- _EXERCISE OBJECTIVE_
Each entry below should be written out exactly as it is, with no pictures.

- _SOURCE INFORMATION_
::::::
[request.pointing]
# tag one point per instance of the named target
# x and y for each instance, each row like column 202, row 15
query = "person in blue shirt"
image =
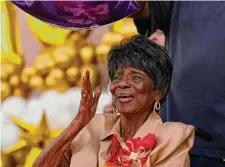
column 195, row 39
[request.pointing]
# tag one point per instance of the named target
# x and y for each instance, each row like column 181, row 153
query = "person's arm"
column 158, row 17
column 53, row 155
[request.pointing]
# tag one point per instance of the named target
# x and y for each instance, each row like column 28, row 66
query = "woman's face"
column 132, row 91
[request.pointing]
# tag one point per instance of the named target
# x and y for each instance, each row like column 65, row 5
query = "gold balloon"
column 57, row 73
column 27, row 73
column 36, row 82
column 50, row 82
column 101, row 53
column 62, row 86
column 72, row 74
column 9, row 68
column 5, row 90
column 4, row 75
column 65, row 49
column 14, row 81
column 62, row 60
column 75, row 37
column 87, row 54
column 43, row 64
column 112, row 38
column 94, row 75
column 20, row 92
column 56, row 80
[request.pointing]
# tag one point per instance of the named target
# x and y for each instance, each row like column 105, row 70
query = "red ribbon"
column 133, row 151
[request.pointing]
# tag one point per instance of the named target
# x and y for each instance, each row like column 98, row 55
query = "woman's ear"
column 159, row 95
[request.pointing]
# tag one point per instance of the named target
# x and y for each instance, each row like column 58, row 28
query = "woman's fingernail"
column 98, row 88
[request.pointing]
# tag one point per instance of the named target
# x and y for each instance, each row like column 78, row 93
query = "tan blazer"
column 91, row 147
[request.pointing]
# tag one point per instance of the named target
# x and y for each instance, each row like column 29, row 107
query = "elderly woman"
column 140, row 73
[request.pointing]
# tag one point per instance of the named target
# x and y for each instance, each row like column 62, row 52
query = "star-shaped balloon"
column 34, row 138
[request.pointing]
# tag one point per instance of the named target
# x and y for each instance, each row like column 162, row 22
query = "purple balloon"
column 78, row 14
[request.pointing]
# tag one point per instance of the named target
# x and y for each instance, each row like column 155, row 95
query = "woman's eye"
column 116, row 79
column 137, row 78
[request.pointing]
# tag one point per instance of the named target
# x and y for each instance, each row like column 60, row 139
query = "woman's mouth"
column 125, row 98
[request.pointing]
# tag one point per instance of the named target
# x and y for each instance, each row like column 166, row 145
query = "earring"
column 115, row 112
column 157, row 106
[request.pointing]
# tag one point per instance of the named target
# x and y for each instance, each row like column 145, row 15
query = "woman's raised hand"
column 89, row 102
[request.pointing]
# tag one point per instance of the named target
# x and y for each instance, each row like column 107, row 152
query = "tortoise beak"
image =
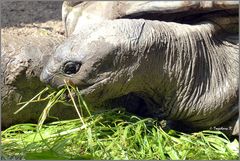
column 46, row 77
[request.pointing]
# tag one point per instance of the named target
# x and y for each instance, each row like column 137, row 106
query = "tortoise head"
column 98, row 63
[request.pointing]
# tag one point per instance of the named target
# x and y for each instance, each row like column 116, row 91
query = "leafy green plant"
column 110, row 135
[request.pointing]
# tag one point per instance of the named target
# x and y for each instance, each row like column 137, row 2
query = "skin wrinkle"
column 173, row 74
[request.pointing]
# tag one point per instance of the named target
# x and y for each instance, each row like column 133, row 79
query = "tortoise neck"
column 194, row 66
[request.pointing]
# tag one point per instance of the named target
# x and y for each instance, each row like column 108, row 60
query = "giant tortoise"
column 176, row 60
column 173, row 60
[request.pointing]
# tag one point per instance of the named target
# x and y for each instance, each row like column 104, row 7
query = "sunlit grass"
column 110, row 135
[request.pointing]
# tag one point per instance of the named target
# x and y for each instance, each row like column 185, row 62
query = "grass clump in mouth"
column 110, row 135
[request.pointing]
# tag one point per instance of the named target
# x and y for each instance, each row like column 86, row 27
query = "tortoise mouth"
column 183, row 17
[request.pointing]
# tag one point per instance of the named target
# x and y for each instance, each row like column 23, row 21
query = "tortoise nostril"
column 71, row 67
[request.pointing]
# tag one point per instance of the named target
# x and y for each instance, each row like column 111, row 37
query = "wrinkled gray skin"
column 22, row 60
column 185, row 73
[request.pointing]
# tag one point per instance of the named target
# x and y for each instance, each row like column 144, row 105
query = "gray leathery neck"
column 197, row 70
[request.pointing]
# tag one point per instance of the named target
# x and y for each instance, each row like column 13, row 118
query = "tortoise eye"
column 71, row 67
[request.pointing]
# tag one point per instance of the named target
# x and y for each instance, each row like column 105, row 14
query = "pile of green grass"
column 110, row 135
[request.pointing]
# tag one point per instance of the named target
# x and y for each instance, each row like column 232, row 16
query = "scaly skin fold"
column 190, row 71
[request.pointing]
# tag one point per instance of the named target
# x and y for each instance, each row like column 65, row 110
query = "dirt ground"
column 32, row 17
::::::
- _SOLUTION TO THE EXERCISE_
[request.pointing]
# tag one point per instance of the named target
# x and y for each instance, each row like column 202, row 15
query = "person in blue shirt"
image =
column 195, row 39
[request.pointing]
# tag one point per instance of the named target
# x and y for each instance, each row like column 181, row 153
query = "person's arm"
column 158, row 17
column 53, row 155
[request.pointing]
# tag one point per instance of the named target
# x and y for each instance, each row like column 28, row 66
query = "woman's face"
column 132, row 91
[request.pointing]
# tag one point per instance of the named target
# x and y for each instance, each row like column 65, row 5
query = "gold balloon"
column 57, row 73
column 27, row 73
column 36, row 82
column 50, row 82
column 101, row 53
column 62, row 86
column 72, row 74
column 9, row 68
column 5, row 90
column 4, row 75
column 65, row 49
column 14, row 81
column 62, row 60
column 75, row 37
column 87, row 54
column 43, row 64
column 112, row 38
column 94, row 75
column 20, row 92
column 56, row 80
[request.pointing]
# tag one point per instance of the named target
# x and y for each instance, each row like column 105, row 70
query = "red ribbon"
column 133, row 151
[request.pointing]
# tag one point per instance of the named target
# x and y for each instance, each row like column 98, row 55
query = "woman's ear"
column 159, row 95
[request.pointing]
# tag one point per instance of the named target
# x and y for each instance, each row like column 58, row 28
query = "woman's fingernail"
column 98, row 88
[request.pointing]
# tag one point per instance of the named target
# x and y for each instance, each row like column 78, row 93
query = "tan blazer"
column 91, row 147
[request.pointing]
# tag one point per instance of the named target
# x and y for each instance, each row like column 29, row 107
query = "elderly woman"
column 140, row 73
[request.pointing]
# tag one point per instance of the named target
# x and y for each instance, each row like column 62, row 52
query = "star-shaped balloon"
column 34, row 138
[request.pointing]
# tag one point per instance of the named target
# x and y for each instance, each row like column 162, row 22
query = "purple balloon"
column 78, row 14
[request.pointing]
# tag one point per instance of the named target
# x and y for each instance, each row like column 155, row 95
query = "woman's eye"
column 116, row 79
column 137, row 78
[request.pointing]
# tag one point per instance of the named target
# x and y for each instance, each row like column 60, row 139
query = "woman's mouth"
column 125, row 98
[request.pointing]
# tag one point per instance of the named target
# x and y for each instance, each row like column 166, row 145
query = "earring"
column 115, row 112
column 157, row 106
[request.pointing]
# tag one point per instance of the named target
# x and y for each instance, each row like column 145, row 15
query = "woman's raised hand"
column 89, row 102
[request.pointing]
# tag one point per instance of the named target
# x and y for each instance, each row like column 107, row 152
query = "tortoise beak"
image =
column 46, row 77
[request.pointing]
# tag one point per instance of the named target
# x and y for each instance, each row like column 137, row 106
query = "tortoise head"
column 98, row 63
[request.pointing]
# tag one point per instance of the named target
# x and y for each instance, each row like column 116, row 91
query = "leafy green plant"
column 110, row 135
[request.pointing]
# tag one point per instance of the named target
# x and y for each instance, each row like column 137, row 2
query = "skin wrinkle"
column 173, row 74
[request.pointing]
# tag one point per instance of the named target
# x and y for each instance, each row like column 133, row 79
query = "tortoise neck"
column 194, row 66
[request.pointing]
# tag one point per instance of the named target
# x and y for each instance, each row like column 108, row 60
query = "giant tortoise"
column 176, row 60
column 173, row 60
[request.pointing]
# tag one point per instance of the named target
# x and y for each instance, each row like column 104, row 7
query = "sunlit grass"
column 110, row 135
[request.pointing]
# tag one point per instance of the named target
# x and y for each instance, each row like column 185, row 62
query = "grass clump in mouth"
column 110, row 135
[request.pointing]
# tag one point per instance of the named target
# x and y for each instance, each row like column 86, row 27
query = "tortoise mouth"
column 183, row 17
[request.pointing]
# tag one point per instance of the named target
# x and y for each instance, each row like column 23, row 21
query = "tortoise nostril"
column 71, row 67
[request.pointing]
# tag one point per instance of the named target
# x and y for each instance, each row like column 111, row 37
query = "wrinkled gray skin"
column 22, row 60
column 185, row 73
[request.pointing]
# tag one point per instance of the named target
# x and y for each instance, each row like column 144, row 105
query = "gray leathery neck"
column 197, row 70
[request.pointing]
# tag one point per instance of the named target
# x and y for each instance, each row like column 13, row 118
query = "tortoise eye"
column 71, row 67
[request.pointing]
# tag one point per instance of the named target
# x and y for each instance, each row like column 105, row 14
query = "pile of green grass"
column 110, row 135
[request.pointing]
# tag one point per instance of the named target
# x and y for each instance, each row like column 232, row 16
query = "scaly skin fold"
column 190, row 71
[request.pointing]
# tag one point per instance of the named target
# x and y for each instance, each row like column 65, row 110
query = "dirt ground"
column 32, row 17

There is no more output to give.